§ WORK INSTRUCTIONS
Please reproduce every line of the material below verbatim, changing nothing.

┄┄┄┄┄┄

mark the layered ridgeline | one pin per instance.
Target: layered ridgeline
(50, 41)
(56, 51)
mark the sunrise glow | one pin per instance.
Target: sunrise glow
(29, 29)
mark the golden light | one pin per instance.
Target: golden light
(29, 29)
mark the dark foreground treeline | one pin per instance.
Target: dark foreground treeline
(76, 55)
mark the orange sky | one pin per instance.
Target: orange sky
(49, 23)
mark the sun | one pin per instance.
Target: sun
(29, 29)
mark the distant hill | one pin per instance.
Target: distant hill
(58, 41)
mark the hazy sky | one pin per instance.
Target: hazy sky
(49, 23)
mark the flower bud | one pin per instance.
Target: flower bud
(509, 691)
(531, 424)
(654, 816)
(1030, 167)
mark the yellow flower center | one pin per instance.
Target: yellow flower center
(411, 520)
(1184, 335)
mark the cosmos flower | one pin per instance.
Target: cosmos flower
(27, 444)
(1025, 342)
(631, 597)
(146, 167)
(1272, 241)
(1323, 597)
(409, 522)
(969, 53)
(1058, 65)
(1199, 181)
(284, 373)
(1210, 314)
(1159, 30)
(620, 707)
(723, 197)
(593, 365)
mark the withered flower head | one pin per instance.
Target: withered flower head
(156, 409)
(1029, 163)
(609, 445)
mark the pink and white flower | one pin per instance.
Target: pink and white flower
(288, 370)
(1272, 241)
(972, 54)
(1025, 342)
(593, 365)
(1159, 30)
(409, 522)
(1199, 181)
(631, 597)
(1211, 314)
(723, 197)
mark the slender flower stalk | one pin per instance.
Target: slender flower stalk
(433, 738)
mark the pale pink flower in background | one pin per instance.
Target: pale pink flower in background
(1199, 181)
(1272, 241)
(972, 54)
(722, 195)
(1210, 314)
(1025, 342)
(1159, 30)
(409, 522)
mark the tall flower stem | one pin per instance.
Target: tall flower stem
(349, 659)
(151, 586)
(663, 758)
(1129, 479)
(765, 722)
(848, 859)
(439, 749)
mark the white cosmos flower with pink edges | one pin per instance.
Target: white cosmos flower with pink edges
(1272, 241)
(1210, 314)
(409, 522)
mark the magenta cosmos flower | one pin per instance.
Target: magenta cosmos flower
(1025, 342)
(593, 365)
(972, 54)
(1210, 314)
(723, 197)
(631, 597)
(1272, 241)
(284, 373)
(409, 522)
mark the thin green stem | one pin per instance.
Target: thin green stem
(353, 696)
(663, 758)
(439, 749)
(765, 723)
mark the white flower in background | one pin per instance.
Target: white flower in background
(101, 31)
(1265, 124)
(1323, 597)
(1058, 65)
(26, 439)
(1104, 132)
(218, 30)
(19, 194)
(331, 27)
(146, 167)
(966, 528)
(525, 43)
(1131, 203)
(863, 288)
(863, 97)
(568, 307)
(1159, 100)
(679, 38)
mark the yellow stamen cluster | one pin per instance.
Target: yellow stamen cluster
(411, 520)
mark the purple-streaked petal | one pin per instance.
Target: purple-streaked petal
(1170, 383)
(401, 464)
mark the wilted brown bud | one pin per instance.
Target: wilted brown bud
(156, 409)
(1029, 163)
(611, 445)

┄┄┄┄┄┄

§ SOLUTION
mark the layered ridgeline | one pin per instance.
Target: layered ridgeline
(50, 41)
(56, 51)
mark the sunrise glow | one pin per instance.
Target: sunrise glow
(29, 29)
mark the golden light | one pin per instance.
Target: golden light
(29, 29)
mark the dark foreground treeline | one pin per instance.
Target: dark foreground treeline
(76, 55)
mark the orange sky | one pin per instance.
Target: orange sky
(49, 23)
mark the sun | one pin per instance.
Target: sun
(29, 29)
mark the distant hill | one pin per instance.
Target: distant hill
(58, 41)
mark the hazy sky | one pin per instance.
Target: hazy sky
(49, 23)
mark the flower bud | one pin per instance.
Target: flower bud
(509, 691)
(531, 424)
(654, 816)
(1030, 167)
mark the yellow flower center | one pin per instance.
Target: yellow flower center
(411, 520)
(1184, 335)
mark the cosmos flower | one pin per instance.
Target: cosmos flower
(27, 444)
(1025, 342)
(631, 597)
(146, 167)
(1272, 241)
(1323, 597)
(409, 522)
(969, 53)
(1058, 65)
(1199, 181)
(284, 373)
(1210, 314)
(1159, 30)
(620, 707)
(723, 197)
(593, 365)
mark the withered flower head | one pin per instance.
Target: withered flower head
(156, 409)
(1029, 163)
(609, 445)
mark the pink and white flower | one pin per instance.
Target: pink and white flower
(288, 370)
(1272, 241)
(972, 54)
(1025, 342)
(593, 365)
(1159, 30)
(409, 522)
(1199, 181)
(631, 597)
(1211, 314)
(723, 197)
mark the slender flower stalk | one pin per instance.
Target: slender flower stalk
(433, 738)
mark the pale pink flower in background | one pin per instance.
Target: pale pink flower in background
(1199, 181)
(1272, 241)
(972, 54)
(722, 195)
(1210, 314)
(1025, 342)
(1159, 30)
(409, 522)
mark the tall flower stem | one pin per instance.
Target: tall flower stem
(349, 659)
(151, 586)
(663, 758)
(1129, 479)
(765, 722)
(848, 859)
(439, 749)
mark the white cosmos flower with pink edges | one pin per instance.
Target: white cosmos flower with pink edges
(1272, 241)
(1210, 314)
(409, 522)
mark the magenta cosmos flower | one pin per instance.
Target: magenta cosmos flower
(1025, 342)
(593, 365)
(972, 54)
(1210, 314)
(723, 197)
(631, 597)
(1272, 241)
(284, 373)
(409, 522)
mark the thin green stem | one pin per instance.
Target: thin green stem
(353, 696)
(663, 758)
(439, 749)
(765, 723)
mark the white flower in background | one pin per instance.
Target: white flower in background
(101, 31)
(1265, 124)
(1323, 597)
(1058, 65)
(26, 439)
(1104, 132)
(218, 30)
(19, 194)
(331, 27)
(146, 167)
(966, 528)
(525, 43)
(1131, 203)
(863, 288)
(863, 97)
(568, 307)
(1159, 100)
(679, 38)
mark the yellow stamen cluster | one pin per instance.
Target: yellow stamen cluster
(411, 520)
mark the purple-streaked petal | one pin per instance.
Target: purple-streaked petal
(1170, 383)
(401, 464)
mark the wilted brown bud | one pin per instance.
Target: wilted brown bud
(156, 409)
(1029, 163)
(611, 445)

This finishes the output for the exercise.